Gestellte Aufgabe 1 >>
Beantworten Sie anhand des Reiseberichts über den Flug nach Sucre die folgenden Fragen:
(a) Wie viel Verspätung hat der Flug mindestens?
(b) Welches Buch wird am Flughafen gelesen, und von wem stammt es?
(c) Was taucht während des Flugs „wie eine Wunde in der Landschaft“ auf?
Gestellte Aufgabe 2 >> Schreiben Sie den Reisebericht über den Flug nach Sucre im Anschluss an seinen letzten Satz weiter.

Ausgewählter Text >>
Vielleicht ist es ein Fehler, aber ich habe mich davon überzeugen lassen, die nächtliche, äusserst beschwerliche Busfahrt nach Sucre bleiben lassen, und stattdessen den 30-Minuten-Flug zu buchen.

Anstatt mir also heute Abend den Nachtbus anzutun, bin ich um neun am winzigen Flughafen (wohl eher Flugplatz), werde in Sekunden eingecheckt und stelle kurz darauf fest, dass der Flug mindestens eine Stunde Verspätung hat. Ist ja auch verständlich, dreissig Minuten Flugzeit, alle diese in Sucre wartenden Anschlussflüge nach Singapur und New York und London (Lol).

Und wieder einmal Marquez

Ich vertiefe mich also in „Cien Anos de Soledad“ von Gabriel Garcia Marquez, das Buch meines Lebens (das beste der Literaturgeschichte, garantiert), und obwohl ich es schon einige Male gelesen habe, muss es ein weiteres Mal sein. Es ist nicht nur ein unübertreffliches Lesevergnügen, es hilft mir auch dabei, meine Spanischkenntnisse aufzufrischen.

Allerdings wimmelt der Roman von so vielen seltenen und mir völlig unbekannten Wörtern, dass ich froh bin, es auch mal auf deutsch gelesen zu haben. Einmal mehr also folge ich den verrückten Taten des José Arcadio Buendia und verbeuge mich vor dem erst vor einigen Jahren verstorbenen Gabriel Garcia Marquez

Der leere Altiplano

Der Flug ist zwar kurz, aber da die Wolken sich schon bald verziehen, liegt unter uns der leere braune und grüne Altiplano, durchsetzt von tiefen Einschnitten und Flüssen, und da tatsächlich, taucht wie eine Wunde in der Landschaft der braune Streifen der Strasse auf.

Gezeigtes Material >>
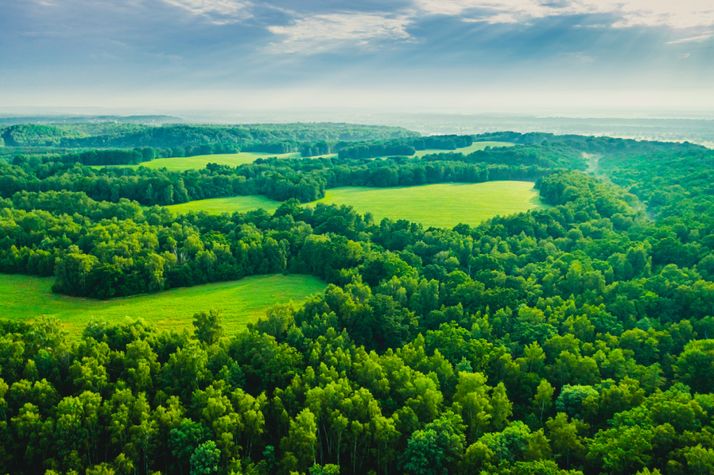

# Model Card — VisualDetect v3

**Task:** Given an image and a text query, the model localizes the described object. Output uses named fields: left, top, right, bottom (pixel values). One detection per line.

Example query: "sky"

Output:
left=0, top=0, right=714, bottom=117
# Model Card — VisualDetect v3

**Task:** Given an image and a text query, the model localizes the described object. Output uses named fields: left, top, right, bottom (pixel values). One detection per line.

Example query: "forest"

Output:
left=0, top=124, right=714, bottom=475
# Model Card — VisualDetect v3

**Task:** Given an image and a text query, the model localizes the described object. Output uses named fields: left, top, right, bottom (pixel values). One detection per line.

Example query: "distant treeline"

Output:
left=0, top=123, right=418, bottom=152
left=337, top=135, right=474, bottom=158
left=0, top=139, right=585, bottom=205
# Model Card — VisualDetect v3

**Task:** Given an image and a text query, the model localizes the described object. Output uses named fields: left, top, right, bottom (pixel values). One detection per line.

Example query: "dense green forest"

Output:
left=0, top=124, right=714, bottom=475
left=0, top=122, right=417, bottom=161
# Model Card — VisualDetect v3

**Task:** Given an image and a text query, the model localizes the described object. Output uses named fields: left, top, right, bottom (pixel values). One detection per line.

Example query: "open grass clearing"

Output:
left=414, top=142, right=514, bottom=158
left=168, top=181, right=543, bottom=228
left=166, top=195, right=281, bottom=214
left=317, top=181, right=543, bottom=228
left=0, top=274, right=326, bottom=336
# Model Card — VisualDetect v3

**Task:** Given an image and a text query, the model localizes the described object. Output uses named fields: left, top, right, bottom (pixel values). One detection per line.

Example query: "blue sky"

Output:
left=0, top=0, right=714, bottom=114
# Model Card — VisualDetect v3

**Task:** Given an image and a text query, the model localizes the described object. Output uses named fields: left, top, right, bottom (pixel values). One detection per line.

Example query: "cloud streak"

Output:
left=414, top=0, right=714, bottom=29
left=163, top=0, right=252, bottom=25
left=268, top=12, right=411, bottom=55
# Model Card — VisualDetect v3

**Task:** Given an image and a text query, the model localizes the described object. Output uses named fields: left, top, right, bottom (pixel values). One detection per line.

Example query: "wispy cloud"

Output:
left=414, top=0, right=714, bottom=28
left=667, top=31, right=714, bottom=45
left=268, top=12, right=411, bottom=55
left=163, top=0, right=252, bottom=25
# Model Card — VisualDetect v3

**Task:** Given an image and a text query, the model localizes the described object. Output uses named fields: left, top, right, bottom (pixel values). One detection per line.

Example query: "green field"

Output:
left=414, top=142, right=514, bottom=158
left=167, top=181, right=542, bottom=227
left=0, top=274, right=325, bottom=335
left=317, top=181, right=542, bottom=228
left=166, top=195, right=280, bottom=214
left=92, top=152, right=300, bottom=172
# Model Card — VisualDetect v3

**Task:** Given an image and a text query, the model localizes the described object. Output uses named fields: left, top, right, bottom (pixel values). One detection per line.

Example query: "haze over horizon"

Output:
left=0, top=0, right=714, bottom=117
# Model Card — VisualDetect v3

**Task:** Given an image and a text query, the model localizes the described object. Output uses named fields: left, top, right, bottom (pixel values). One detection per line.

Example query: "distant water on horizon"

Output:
left=364, top=114, right=714, bottom=148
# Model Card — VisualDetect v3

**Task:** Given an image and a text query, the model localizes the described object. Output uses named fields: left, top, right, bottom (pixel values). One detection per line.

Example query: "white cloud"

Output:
left=268, top=13, right=411, bottom=54
left=667, top=31, right=714, bottom=45
left=163, top=0, right=252, bottom=25
left=414, top=0, right=714, bottom=29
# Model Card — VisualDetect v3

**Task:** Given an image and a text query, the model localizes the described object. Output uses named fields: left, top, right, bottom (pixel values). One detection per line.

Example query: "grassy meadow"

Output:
left=0, top=274, right=325, bottom=335
left=317, top=181, right=542, bottom=228
left=166, top=195, right=281, bottom=214
left=168, top=181, right=542, bottom=227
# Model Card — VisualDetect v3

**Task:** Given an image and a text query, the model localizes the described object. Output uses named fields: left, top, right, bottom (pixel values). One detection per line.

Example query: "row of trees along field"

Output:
left=0, top=139, right=586, bottom=205
left=0, top=122, right=420, bottom=165
left=0, top=134, right=714, bottom=474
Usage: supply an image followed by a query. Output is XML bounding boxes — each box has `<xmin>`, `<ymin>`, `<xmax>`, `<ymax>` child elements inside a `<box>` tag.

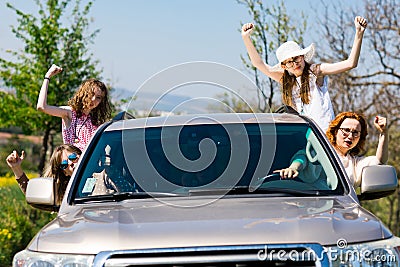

Ergebnis der Aufgabe 1 >>
(a) Mindestens eine Stunde.
(b) „Cien Anos de Soledad“ von Gabriel Garcia Marquez.
(c) Der braune Streifen der Strasse.

Ergebnis der Aufgabe 2 >>
Dort unten also hätte ich mich durchmühen müssen. Muss nicht sein, also bin ich ganz zufrieden mit dem Entscheid.

Sucre Airport
Landung unter bewölktem Himmel

Bewölktes Sucre

Der Flugplatz liegt etwas höher als Sucre, auf einer Hochebene weit über dem Talkessel, wo die konstitutionelle Hauptstadt Boliviens und Sitz des obersten Gerichtshofs liegt.

Das ist eine seltsame Geschichte mit diesen zwei Hauptstädten (jedermann denkt ja an La Paz als Hauptstadt). Bis 1899 war Sucre die eigentliche Hauptstadt des Landes, begründet durch den enormen Reichtum, der durch die Nachbarstadt Potosi angehäuft worden war (das Kapitel Silber und Minen wird später Thema sein). Wegen des wirtschaftlichen Niedergangs Potosis sowie der schlechten Verbindungen zum Rest des Landes wurde Sucre 1899 als Regierungssitz zugunsten von La Paz aufgegeben, bleibt aber wie gesagt konstitutionelle Hauptstadt.

Schon von weit oben wird klar, warum Sucre als eine der schönsten Städte (Ciudad Blanca) Südamerikas gilt und heute zum Weltkulturerbe der Unesco erkoren worden ist. Seine weiss getünchten Häuser, die wiederum im Schachbrettmuster angelegten Häuser, die gepflegten Pärke, die unzähligen Kirchen und Museen stelllen einen Anziehungspunkt der besonderen Art dar.

Plaza 25 de Mayo

Es scheint, dass mir das Glück heute hold ist, denn mein Hotel Casa Solariega liegt nahe dem zentralen Platz und ist ein wunderbar verschnörkeltes Gebäude mit stillen Innenhöfen, wo man sich bestens vom Trubel erholen kann.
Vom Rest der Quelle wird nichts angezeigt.